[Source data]
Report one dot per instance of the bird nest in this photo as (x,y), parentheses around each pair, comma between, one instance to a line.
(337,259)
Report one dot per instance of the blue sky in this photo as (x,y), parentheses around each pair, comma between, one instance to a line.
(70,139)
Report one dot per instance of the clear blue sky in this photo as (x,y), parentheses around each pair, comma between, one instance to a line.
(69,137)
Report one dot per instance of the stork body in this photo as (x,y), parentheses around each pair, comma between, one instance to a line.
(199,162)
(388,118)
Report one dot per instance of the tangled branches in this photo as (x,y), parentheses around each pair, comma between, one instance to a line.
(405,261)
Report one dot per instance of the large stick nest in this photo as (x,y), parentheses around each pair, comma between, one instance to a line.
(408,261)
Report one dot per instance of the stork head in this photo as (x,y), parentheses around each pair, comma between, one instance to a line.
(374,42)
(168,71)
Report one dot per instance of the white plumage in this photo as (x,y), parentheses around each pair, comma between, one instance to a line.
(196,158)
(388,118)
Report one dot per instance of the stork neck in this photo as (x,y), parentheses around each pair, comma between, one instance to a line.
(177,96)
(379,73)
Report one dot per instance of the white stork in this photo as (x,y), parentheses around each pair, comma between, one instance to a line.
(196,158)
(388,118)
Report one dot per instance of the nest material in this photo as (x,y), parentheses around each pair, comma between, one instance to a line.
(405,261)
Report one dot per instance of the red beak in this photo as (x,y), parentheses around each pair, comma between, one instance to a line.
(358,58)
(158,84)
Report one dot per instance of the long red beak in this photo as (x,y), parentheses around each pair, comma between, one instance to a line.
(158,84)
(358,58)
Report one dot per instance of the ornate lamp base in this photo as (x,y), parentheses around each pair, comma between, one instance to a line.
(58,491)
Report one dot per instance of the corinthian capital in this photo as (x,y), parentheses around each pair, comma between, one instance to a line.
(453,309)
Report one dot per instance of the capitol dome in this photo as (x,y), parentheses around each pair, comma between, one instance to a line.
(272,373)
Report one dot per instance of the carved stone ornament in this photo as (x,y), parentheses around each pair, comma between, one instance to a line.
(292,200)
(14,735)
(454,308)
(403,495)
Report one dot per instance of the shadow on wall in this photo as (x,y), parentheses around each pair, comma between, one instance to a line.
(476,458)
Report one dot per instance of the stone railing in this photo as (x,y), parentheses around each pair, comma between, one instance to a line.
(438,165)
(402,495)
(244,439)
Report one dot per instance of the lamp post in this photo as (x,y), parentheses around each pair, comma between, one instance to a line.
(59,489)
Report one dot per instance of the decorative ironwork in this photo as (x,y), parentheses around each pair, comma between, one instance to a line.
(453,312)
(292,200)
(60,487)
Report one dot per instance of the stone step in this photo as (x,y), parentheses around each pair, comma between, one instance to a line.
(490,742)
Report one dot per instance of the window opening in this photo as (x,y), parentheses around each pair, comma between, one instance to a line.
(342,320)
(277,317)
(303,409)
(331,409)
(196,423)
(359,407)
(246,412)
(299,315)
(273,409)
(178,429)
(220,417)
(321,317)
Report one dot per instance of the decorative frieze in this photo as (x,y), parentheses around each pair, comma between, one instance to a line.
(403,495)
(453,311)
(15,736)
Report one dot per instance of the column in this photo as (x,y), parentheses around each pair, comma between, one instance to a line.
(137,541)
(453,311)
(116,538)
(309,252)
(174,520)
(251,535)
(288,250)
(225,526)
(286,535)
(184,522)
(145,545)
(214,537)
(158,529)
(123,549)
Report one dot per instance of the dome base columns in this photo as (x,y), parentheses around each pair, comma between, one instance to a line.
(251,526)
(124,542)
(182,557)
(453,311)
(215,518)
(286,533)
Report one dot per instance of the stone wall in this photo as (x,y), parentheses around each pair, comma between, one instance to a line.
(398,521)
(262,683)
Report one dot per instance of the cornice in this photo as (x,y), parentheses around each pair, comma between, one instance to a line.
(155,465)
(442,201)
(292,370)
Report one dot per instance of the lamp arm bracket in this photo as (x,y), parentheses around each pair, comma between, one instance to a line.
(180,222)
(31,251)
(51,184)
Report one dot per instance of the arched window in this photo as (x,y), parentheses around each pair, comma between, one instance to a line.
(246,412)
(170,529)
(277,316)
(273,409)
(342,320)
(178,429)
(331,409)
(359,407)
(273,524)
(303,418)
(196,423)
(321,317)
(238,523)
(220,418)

→ Objective:
Output the line containing "Report one dot per instance of the stone step" and all lines after it to the end of the records, exactly as given.

→ Written solution:
Report one dot per instance of the stone step in this photo as (x,y), parentheses around each pair, comma between, one instance to a line.
(490,742)
Report one dot per instance of the window opening in this photo as (x,y), parentheses around each pair, comma between, one instance to a line.
(342,320)
(277,317)
(303,409)
(331,409)
(196,423)
(359,407)
(246,412)
(299,315)
(273,409)
(178,429)
(220,417)
(321,317)
Report one dot per instance of the decorative frieze in this photo as (x,y), parentheses around each pair, comma between, one instance to a line.
(403,495)
(453,311)
(15,736)
Report one dot per instance of the column in this photo as (x,y), parentheses around each pair, comma between, one instance to a line.
(137,541)
(453,311)
(116,538)
(309,252)
(174,520)
(251,535)
(288,250)
(225,526)
(286,535)
(184,522)
(145,545)
(214,537)
(158,529)
(123,549)
Report one dot per instance of the dome base columns in this photo as (x,y), parentheses around each pair, comma between, one instance to a line.
(251,526)
(124,542)
(182,557)
(453,311)
(215,518)
(286,533)
Report one dot per instance of the stone wall in this photo as (x,y), parentheses around each pair, comma between, one instance to a line.
(398,521)
(262,683)
Report one dot per instance of the cornice in this photo as (x,y), parentheses around each pair, comma between, one instance to a line.
(155,465)
(442,201)
(292,370)
Report one dot per instance of the lamp arm bracket in this photo as (x,y), parentheses around each pair, comma between, one instance to a line.
(180,222)
(31,251)
(51,184)
Report one dot per instance of the arched window in this photo as (x,y), parentheses around each pair, comma between, one instance to a line.
(246,412)
(170,529)
(277,316)
(273,409)
(342,320)
(178,429)
(331,409)
(359,407)
(273,524)
(303,418)
(196,423)
(321,317)
(238,523)
(220,418)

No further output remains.